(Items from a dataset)
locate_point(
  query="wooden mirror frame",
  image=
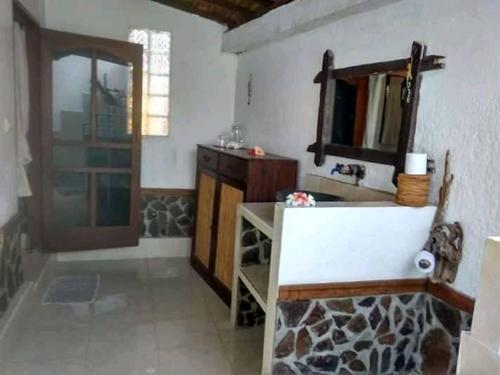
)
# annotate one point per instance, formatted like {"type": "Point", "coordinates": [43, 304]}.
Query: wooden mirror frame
{"type": "Point", "coordinates": [327, 78]}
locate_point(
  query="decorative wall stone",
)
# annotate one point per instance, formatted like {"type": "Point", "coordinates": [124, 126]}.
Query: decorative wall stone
{"type": "Point", "coordinates": [166, 216]}
{"type": "Point", "coordinates": [393, 334]}
{"type": "Point", "coordinates": [11, 271]}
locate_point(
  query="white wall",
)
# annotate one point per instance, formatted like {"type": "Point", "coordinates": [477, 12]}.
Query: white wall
{"type": "Point", "coordinates": [459, 107]}
{"type": "Point", "coordinates": [35, 9]}
{"type": "Point", "coordinates": [202, 78]}
{"type": "Point", "coordinates": [8, 173]}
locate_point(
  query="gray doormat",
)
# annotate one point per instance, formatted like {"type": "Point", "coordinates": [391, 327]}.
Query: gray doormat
{"type": "Point", "coordinates": [72, 289]}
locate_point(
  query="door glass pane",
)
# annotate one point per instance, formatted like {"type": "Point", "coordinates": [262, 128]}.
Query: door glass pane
{"type": "Point", "coordinates": [114, 87]}
{"type": "Point", "coordinates": [113, 199]}
{"type": "Point", "coordinates": [96, 157]}
{"type": "Point", "coordinates": [71, 199]}
{"type": "Point", "coordinates": [71, 82]}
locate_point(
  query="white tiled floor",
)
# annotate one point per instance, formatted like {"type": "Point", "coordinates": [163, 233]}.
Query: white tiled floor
{"type": "Point", "coordinates": [152, 316]}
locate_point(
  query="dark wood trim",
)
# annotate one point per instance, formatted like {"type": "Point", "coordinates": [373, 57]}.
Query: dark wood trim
{"type": "Point", "coordinates": [62, 142]}
{"type": "Point", "coordinates": [443, 292]}
{"type": "Point", "coordinates": [410, 109]}
{"type": "Point", "coordinates": [327, 77]}
{"type": "Point", "coordinates": [22, 15]}
{"type": "Point", "coordinates": [451, 296]}
{"type": "Point", "coordinates": [325, 111]}
{"type": "Point", "coordinates": [350, 289]}
{"type": "Point", "coordinates": [431, 62]}
{"type": "Point", "coordinates": [14, 221]}
{"type": "Point", "coordinates": [163, 192]}
{"type": "Point", "coordinates": [94, 170]}
{"type": "Point", "coordinates": [62, 239]}
{"type": "Point", "coordinates": [34, 169]}
{"type": "Point", "coordinates": [358, 153]}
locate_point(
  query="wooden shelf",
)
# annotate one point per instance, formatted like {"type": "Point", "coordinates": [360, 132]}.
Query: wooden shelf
{"type": "Point", "coordinates": [256, 279]}
{"type": "Point", "coordinates": [260, 215]}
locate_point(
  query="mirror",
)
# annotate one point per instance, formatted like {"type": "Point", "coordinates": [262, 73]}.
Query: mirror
{"type": "Point", "coordinates": [367, 111]}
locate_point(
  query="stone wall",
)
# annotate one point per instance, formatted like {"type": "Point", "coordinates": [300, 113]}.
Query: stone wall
{"type": "Point", "coordinates": [166, 215]}
{"type": "Point", "coordinates": [387, 334]}
{"type": "Point", "coordinates": [11, 271]}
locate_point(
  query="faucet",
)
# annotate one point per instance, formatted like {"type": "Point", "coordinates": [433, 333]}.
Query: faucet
{"type": "Point", "coordinates": [357, 170]}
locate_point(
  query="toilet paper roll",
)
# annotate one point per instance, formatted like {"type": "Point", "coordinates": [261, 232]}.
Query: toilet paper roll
{"type": "Point", "coordinates": [416, 164]}
{"type": "Point", "coordinates": [425, 261]}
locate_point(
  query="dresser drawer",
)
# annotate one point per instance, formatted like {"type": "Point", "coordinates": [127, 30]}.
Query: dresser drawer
{"type": "Point", "coordinates": [207, 159]}
{"type": "Point", "coordinates": [232, 167]}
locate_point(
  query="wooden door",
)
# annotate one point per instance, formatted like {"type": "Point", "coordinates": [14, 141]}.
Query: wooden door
{"type": "Point", "coordinates": [204, 218]}
{"type": "Point", "coordinates": [91, 105]}
{"type": "Point", "coordinates": [230, 197]}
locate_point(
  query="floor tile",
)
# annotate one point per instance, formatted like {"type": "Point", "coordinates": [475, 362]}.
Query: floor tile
{"type": "Point", "coordinates": [120, 335]}
{"type": "Point", "coordinates": [154, 316]}
{"type": "Point", "coordinates": [245, 356]}
{"type": "Point", "coordinates": [53, 367]}
{"type": "Point", "coordinates": [111, 361]}
{"type": "Point", "coordinates": [54, 316]}
{"type": "Point", "coordinates": [182, 333]}
{"type": "Point", "coordinates": [194, 361]}
{"type": "Point", "coordinates": [50, 344]}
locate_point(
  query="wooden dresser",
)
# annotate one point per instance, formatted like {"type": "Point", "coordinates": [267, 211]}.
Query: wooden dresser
{"type": "Point", "coordinates": [224, 179]}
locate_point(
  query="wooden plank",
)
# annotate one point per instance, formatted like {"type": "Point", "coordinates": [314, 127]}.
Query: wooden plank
{"type": "Point", "coordinates": [97, 144]}
{"type": "Point", "coordinates": [351, 289]}
{"type": "Point", "coordinates": [203, 12]}
{"type": "Point", "coordinates": [372, 288]}
{"type": "Point", "coordinates": [94, 170]}
{"type": "Point", "coordinates": [161, 192]}
{"type": "Point", "coordinates": [230, 197]}
{"type": "Point", "coordinates": [358, 153]}
{"type": "Point", "coordinates": [410, 108]}
{"type": "Point", "coordinates": [256, 279]}
{"type": "Point", "coordinates": [451, 296]}
{"type": "Point", "coordinates": [325, 110]}
{"type": "Point", "coordinates": [204, 215]}
{"type": "Point", "coordinates": [362, 97]}
{"type": "Point", "coordinates": [431, 62]}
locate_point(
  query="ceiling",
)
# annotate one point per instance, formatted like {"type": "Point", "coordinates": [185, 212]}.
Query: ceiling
{"type": "Point", "coordinates": [231, 13]}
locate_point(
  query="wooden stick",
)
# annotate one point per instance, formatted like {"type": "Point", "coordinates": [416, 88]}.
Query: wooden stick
{"type": "Point", "coordinates": [444, 191]}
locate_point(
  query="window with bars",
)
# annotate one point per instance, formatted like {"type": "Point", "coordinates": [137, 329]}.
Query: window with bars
{"type": "Point", "coordinates": [156, 80]}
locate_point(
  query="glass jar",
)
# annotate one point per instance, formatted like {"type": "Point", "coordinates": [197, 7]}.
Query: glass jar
{"type": "Point", "coordinates": [237, 134]}
{"type": "Point", "coordinates": [222, 141]}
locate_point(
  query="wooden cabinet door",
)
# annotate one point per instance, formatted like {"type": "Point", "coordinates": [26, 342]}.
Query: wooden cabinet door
{"type": "Point", "coordinates": [204, 218]}
{"type": "Point", "coordinates": [230, 197]}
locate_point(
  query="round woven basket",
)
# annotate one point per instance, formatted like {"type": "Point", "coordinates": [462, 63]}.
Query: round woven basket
{"type": "Point", "coordinates": [413, 190]}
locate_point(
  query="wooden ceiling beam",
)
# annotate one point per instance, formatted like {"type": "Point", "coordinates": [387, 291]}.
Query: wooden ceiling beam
{"type": "Point", "coordinates": [226, 12]}
{"type": "Point", "coordinates": [184, 6]}
{"type": "Point", "coordinates": [271, 5]}
{"type": "Point", "coordinates": [233, 7]}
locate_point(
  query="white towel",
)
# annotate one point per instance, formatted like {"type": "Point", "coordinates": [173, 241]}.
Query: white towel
{"type": "Point", "coordinates": [22, 110]}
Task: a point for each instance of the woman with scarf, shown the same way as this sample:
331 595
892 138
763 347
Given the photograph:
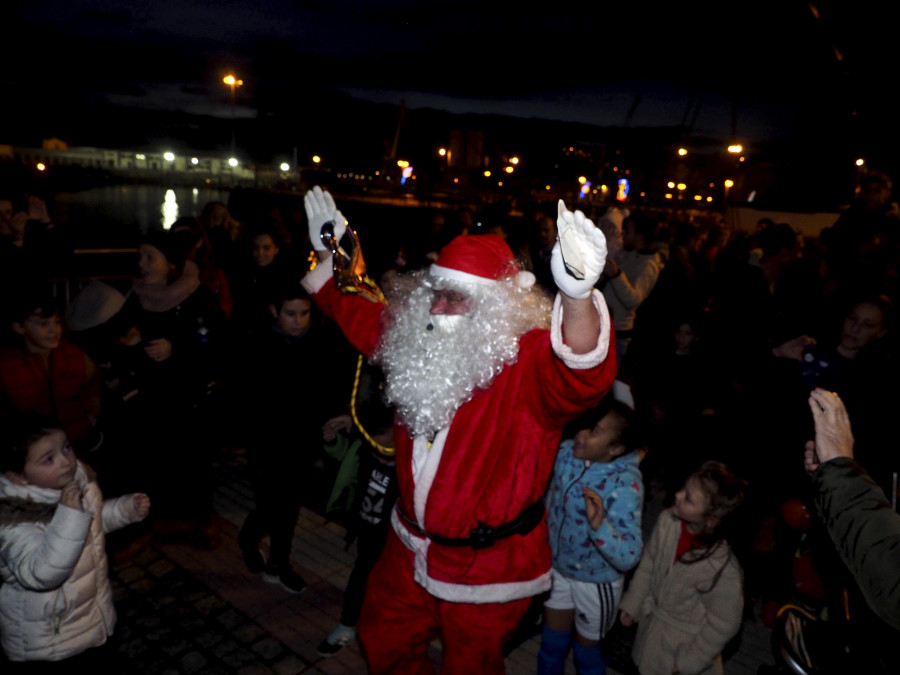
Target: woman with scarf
168 337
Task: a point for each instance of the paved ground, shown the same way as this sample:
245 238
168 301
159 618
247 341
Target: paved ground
183 609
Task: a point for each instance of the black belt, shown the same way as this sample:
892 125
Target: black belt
484 535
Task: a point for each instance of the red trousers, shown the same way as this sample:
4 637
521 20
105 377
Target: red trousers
399 618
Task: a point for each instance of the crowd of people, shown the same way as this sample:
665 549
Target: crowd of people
531 366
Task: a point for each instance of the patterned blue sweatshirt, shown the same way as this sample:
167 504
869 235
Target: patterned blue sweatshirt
579 552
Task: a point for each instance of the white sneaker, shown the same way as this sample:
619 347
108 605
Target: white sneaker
336 640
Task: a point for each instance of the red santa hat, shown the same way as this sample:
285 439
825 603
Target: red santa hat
482 259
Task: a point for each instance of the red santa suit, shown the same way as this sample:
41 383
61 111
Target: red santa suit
488 466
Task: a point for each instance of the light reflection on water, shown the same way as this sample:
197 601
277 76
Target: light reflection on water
119 215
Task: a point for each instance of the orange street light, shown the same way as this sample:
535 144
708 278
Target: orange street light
231 81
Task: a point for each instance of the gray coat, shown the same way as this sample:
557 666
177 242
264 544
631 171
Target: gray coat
55 600
684 621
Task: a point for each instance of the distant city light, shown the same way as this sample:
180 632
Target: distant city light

**What is needed**
Where does "city" occur in the data? Copy each line that has it.

**The completed task**
Task: a point for each instance of the distant city light, shown the same way as this sample:
Target: distant city light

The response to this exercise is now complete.